"Was wir jetzt erleben, ist der Zusammenbruch der Diplomatie"
Christian Hacke über einen Ausweg aus dem Ukraine-Krieg, die Reaktionen der Menschen in Ost und West sowie das fehlende historische Gedächtnis in Berlin.
Herr Hacke, der ukrainische Präsident Wolodymyr Selenskyj hat vor wenigen Tagen mehrere Dekrete über die Bildung einer seit 2014 bestehenden Trilateralen Kontaktgruppe aus der Ukraine, Russland und der OSZE für nichtig erklärt und die Delegation aufgelöst. Welche Kanäle bleiben noch für eine politische Lösung?
Christian Hacke: Unabhängig von der Bedeutung dieser Kontaktgruppe erleben wir derzeit, dass Diplomatie wohl nicht stattfindet, auch keine Geheimdiplomatie. Auf der Beerdigung von Michail Gorbatschow vor wenigen Tagen war der einzige Vertreter des Westens der ungarische Ministerpräsident Viktor Orbán. Das ist ein abstoßendes Bild: Orbán als Repräsentant des Westens, der Europäischen Union. Denn dort ging es um die Würdigung von Gorbatschow und nicht um die der aktuellen russischen Führung.
Dass Deutschland es versäumt hat, dort einen hohen Repräsentanten, ja vielleicht sogar den Bundespräsidenten oder einen Minister oder den Bundeskanzler hinzuschicken, das halte ich für einen fatalen Fehler.
Zur Zeit von Helmut Kohl oder Helmut Schmidt hätte man in so einer angespannten Situation eine Art Beerdigungsdiplomatie angestrebt. Man hätte zumindest einen Horst Teltschik hinschicken können. Aber das, was wir jetzt erleben, ist der Zusammenbruch der Diplomatie. Man könnte sagen: Es gibt keine Chance, aber wir müssen sie nutzen.
Aber es nicht zu versuchen – das fiel mir ein, als ich die Feierlichkeiten im Fernsehen gesehen habe – das war das Enttäuschende. Es war auch würdelos.
Welches Gremium wäre denn für eine diplomatische Offensive geeignet?
Christian Hacke: Das könnte bei den Unterzeichnern des Budapester Memorandum von 1994 angesiedelt sein: Amerika, Russland, Großbritannien und Ukraine. Das wäre eine konfrontative Angelegenheit, aber diese Verhandlungspartner von damals waren verantwortlich für die Abschaffung der Nuklearwaffen und übernahmen deshalb die Garantien für die Sicherheit der Ukraine. Daran muss man sie erinnern.
Natürlich müsste es auch die UNO versuchen oder auch ausgewählte Staaten mit neutralen Ambitionen. Aber das Entscheidende ist, dass alles geheim versucht wird, – geheim und noch mal geheim.
Leider beobachten wir derzeit das Gegenteil, eine Art Sucht, sich in der Öffentlichkeit selbstherrlich und selbstgerecht darzustellen; das verhindert natürlich jede Möglichkeit des Kompromisses. Der Einzige, der im eigenen Interesse die Klaviatur der Diplomatie zu spielen versteht, ist der türkische Präsident Recep Tayyip Erdoğan.

ERFASSTE DATEN –
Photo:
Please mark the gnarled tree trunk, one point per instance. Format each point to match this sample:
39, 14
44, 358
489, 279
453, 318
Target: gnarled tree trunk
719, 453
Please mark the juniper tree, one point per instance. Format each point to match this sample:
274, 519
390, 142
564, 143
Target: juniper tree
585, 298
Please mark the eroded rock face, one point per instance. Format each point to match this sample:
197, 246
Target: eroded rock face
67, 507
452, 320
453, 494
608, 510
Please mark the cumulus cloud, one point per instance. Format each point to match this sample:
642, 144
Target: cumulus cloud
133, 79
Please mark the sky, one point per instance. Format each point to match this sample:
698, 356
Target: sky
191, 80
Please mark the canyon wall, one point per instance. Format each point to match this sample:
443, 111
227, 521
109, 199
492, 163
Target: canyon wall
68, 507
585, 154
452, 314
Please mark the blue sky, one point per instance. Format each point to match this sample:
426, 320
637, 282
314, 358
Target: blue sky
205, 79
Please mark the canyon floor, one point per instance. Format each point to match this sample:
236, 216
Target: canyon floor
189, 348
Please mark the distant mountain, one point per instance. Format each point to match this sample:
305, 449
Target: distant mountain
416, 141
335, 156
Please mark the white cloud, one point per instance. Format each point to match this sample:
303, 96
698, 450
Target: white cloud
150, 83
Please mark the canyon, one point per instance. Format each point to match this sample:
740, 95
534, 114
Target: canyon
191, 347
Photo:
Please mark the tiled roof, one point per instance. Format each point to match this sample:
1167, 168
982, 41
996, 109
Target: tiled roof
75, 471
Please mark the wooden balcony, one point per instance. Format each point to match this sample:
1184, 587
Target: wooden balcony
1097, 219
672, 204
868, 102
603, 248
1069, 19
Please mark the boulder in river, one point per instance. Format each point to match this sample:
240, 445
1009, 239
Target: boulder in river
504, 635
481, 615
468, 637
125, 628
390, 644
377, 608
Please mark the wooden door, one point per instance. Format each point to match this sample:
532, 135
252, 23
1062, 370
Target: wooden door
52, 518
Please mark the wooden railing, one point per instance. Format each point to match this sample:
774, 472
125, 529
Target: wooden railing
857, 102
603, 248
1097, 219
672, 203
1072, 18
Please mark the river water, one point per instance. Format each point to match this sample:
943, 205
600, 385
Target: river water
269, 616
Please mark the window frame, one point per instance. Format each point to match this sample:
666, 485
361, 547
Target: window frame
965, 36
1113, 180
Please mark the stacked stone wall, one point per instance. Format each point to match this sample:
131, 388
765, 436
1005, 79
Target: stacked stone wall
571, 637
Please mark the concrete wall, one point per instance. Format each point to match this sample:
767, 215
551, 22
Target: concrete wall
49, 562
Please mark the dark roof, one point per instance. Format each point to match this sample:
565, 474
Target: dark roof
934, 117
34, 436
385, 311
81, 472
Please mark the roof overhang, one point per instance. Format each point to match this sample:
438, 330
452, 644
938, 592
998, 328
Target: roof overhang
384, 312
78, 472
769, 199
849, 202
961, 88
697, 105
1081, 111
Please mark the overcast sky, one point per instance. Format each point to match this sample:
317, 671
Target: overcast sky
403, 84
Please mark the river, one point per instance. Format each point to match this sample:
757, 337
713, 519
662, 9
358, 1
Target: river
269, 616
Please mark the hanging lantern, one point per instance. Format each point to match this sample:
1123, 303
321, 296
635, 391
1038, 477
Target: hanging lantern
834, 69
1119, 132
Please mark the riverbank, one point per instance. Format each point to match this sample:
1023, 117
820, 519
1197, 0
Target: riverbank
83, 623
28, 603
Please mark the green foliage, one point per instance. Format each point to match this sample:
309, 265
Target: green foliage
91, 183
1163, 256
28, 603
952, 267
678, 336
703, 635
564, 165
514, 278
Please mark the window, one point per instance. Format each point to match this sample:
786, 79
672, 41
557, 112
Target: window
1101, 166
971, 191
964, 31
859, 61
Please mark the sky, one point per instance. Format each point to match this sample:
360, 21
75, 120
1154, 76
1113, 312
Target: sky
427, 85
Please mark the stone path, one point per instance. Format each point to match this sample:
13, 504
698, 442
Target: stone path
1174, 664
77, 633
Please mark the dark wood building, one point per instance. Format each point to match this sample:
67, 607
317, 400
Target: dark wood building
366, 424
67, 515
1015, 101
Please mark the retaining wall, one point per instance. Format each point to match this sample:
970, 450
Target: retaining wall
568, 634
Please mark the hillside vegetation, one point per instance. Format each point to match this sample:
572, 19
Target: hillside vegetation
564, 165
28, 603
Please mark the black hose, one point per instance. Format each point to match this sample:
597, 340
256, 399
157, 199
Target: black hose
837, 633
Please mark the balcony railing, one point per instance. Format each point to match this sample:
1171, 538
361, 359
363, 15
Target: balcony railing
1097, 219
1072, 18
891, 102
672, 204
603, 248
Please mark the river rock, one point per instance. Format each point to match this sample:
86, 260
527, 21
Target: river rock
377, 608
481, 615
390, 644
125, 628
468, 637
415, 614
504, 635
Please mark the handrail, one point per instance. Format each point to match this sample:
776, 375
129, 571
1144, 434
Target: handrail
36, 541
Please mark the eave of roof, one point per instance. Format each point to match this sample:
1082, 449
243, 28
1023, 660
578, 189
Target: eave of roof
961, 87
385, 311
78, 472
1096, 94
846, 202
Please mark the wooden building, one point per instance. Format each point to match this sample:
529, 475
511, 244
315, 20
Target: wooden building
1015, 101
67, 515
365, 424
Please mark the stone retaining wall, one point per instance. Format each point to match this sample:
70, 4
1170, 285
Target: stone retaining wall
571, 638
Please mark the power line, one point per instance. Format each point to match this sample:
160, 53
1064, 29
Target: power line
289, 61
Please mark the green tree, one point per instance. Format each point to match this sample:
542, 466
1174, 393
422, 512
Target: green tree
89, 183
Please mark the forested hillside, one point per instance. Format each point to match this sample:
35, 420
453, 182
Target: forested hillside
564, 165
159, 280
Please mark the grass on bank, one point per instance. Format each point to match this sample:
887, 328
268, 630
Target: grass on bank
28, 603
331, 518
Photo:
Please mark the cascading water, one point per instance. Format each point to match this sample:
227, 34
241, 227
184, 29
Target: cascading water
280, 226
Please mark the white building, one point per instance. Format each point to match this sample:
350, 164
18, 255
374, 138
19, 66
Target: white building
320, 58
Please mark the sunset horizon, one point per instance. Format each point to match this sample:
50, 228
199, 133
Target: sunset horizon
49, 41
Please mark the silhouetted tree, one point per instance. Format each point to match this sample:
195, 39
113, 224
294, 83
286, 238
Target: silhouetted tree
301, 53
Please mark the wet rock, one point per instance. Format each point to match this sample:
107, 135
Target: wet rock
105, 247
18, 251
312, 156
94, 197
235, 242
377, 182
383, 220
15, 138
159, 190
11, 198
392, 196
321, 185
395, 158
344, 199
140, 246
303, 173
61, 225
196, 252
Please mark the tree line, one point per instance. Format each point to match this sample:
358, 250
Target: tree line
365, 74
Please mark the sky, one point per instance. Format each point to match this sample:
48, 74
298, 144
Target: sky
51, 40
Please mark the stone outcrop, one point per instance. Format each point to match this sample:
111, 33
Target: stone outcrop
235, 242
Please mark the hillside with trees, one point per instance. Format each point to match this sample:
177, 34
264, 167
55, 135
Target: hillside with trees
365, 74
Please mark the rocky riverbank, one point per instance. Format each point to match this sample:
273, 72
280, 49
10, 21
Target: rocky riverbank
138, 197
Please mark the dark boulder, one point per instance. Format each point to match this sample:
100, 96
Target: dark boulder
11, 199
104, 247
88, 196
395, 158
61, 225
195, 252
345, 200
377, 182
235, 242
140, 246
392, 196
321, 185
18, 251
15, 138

AUFGABEN –
1 > Bitte zitiere aus dem Interview wörtlich die Stelle, die mit „Christian Hacke: Das“ beginnt und bis „noch mal geheim.“ reicht.
2 > Stimmen die folgenden Aussagen mit dem Interview überein? Antworte jeweils mit Ja oder Nein und belege es mit den entscheidenden Worten aus dem Interview im genauen Wortlaut.
(a) Bei der Beerdigung von Michail Gorbatschow war Viktor Orbán der einzige Vertreter des Westens.
(b) Frankreich gehört zu den Unterzeichnern des Budapester Memorandums von 1994.
(c) Recep Tayyip Erdoğan versteht es, im eigenen Interesse die Klaviatur der Diplomatie zu spielen.

LÖSUNGEN –
1 >
Christian Hacke: Das könnte bei den Unterzeichnern des Budapester Memorandum von 1994 angesiedelt sein: Amerika, Russland, Großbritannien und Ukraine. Das wäre eine konfrontative Angelegenheit, aber diese Verhandlungspartner von damals waren verantwortlich für die Abschaffung der Nuklearwaffen und übernahmen deshalb die Garantien für die Sicherheit der Ukraine. Daran muss man sie erinnern.
Natürlich müsste es auch die UNO versuchen oder auch ausgewählte Staaten mit neutralen Ambitionen. Aber das Entscheidende ist, dass alles geheim versucht wird, – geheim und noch mal geheim.

2 >
(a) Ja: „Auf der Beerdigung von Michail Gorbatschow vor wenigen Tagen war der einzige Vertreter des Westens der ungarische Ministerpräsident Viktor Orbán.“
(b) Nein: „Das könnte bei den Unterzeichnern des Budapester Memorandum von 1994 angesiedelt sein: Amerika, Russland, Großbritannien und Ukraine.“
(c) Ja: „Der Einzige, der im eigenen Interesse die Klaviatur der Diplomatie zu spielen versteht, ist der türkische Präsident Recep Tayyip Erdoğan.“